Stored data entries
##########

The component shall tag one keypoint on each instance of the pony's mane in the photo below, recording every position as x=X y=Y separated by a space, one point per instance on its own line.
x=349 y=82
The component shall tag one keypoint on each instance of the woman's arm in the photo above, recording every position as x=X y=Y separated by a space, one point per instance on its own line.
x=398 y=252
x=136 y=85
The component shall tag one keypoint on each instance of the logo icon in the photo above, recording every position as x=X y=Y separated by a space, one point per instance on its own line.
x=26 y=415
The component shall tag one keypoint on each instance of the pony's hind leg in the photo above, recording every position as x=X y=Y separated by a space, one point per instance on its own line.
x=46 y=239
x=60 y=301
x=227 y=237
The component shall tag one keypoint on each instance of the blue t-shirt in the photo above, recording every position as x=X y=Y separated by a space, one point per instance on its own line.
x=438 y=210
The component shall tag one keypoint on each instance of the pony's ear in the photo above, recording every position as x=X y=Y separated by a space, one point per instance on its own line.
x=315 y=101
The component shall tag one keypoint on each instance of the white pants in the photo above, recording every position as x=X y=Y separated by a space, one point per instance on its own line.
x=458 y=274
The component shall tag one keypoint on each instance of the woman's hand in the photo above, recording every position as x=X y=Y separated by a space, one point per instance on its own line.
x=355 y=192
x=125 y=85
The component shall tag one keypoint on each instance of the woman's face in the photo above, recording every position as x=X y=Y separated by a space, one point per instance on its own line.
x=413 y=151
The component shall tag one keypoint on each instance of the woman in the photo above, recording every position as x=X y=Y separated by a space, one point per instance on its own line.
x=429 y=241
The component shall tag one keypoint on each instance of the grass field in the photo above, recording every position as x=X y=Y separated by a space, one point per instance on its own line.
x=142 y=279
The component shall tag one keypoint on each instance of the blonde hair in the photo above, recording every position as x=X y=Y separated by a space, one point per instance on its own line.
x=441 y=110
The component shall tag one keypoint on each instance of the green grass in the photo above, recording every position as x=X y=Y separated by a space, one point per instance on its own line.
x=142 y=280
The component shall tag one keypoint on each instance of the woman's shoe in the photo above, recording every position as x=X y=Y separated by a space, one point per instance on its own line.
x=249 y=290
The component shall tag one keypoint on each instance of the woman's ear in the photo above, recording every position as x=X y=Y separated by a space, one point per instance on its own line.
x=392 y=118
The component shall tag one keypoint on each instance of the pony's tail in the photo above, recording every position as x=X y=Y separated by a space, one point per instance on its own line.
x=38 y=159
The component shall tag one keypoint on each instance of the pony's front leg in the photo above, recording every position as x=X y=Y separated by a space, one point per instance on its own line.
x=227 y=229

##########

* [EXERCISE GOAL]:
Your response must consist of every line above, reproduced exactly.

* [REPLY TO THE EXERCISE]:
The component shall tag one keypoint on each instance of the pony's mane in the photo below, recording every position as x=X y=Y separated by a space, one point per instance on its own line.
x=349 y=82
The component shall tag one keypoint on each instance of the woman's arm in the photo above, recording every position as x=X y=Y separated by a space, one point per instance on its own line.
x=398 y=252
x=136 y=85
The component shall tag one keypoint on each instance of the logo icon in the photo above, recording every position as x=X y=Y separated by a space, one point per instance on its own line.
x=26 y=415
The component shall tag one keypoint on each instance of the pony's hind leg in the photo above, recording every position as x=X y=Y separated by a space, one point per instance on its own line.
x=46 y=239
x=60 y=301
x=227 y=237
The component shall tag one keypoint on each instance of the blue t-shirt in the photo above, recording every position as x=X y=Y separated by a space, one point per instance on its own line.
x=438 y=210
The component shall tag one keypoint on each instance of the pony's ear in the photo above, recording every position as x=X y=Y separated by a space, one point per instance on its own line.
x=315 y=101
The component shall tag one keypoint on each instance of the white pants in the photo above, recording every position as x=X y=Y separated by a space, one point per instance on its own line.
x=458 y=274
The component shall tag one keypoint on each instance of the woman's hand in the photo above, recording every position as x=X y=Y separated by a space, one point per instance on its own line.
x=355 y=192
x=125 y=85
The component shall tag one keypoint on each instance of the woman's face in the photo above, recording every position as x=X y=Y separated by a space, one point per instance on its own line.
x=413 y=151
The component shall tag one keypoint on each instance of the woman in the photo above, recording every position as x=X y=Y separated by a space, one point per instance on its own line.
x=429 y=241
The component shall tag one keypoint on each instance of the grass field in the photo above, recording every position as x=X y=Y separated by a space, one point per instance on its own line.
x=142 y=279
The component shall tag one keypoint on each instance of the blonde hair in the photo above, recording every position as x=X y=Y separated by a space, one point per instance on its own line.
x=441 y=110
The component shall tag one keypoint on each instance of the green grass in the photo above, recording every position as x=X y=Y separated by a space, one point per instance on its own line.
x=142 y=280
The component shall tag one keypoint on each instance of the woman's shoe in the photo above, recording every position as x=X y=Y separated by a space, one point per instance on its own line.
x=249 y=290
The component shall tag one keypoint on each instance of the woman's ear in the photo above, recording every position as x=X y=Y separated by a space, one point per instance on its own line.
x=392 y=118
The component shall tag one keypoint on each instance of the pony's tail in the photo above, recording every position as x=X y=Y separated by a space, one point per instance on its own line.
x=38 y=159
The component shall tag one keypoint on each instance of the pony's front leg in the photo above, recording every position as x=X y=Y separated by a space, one point per instance on its own line.
x=227 y=229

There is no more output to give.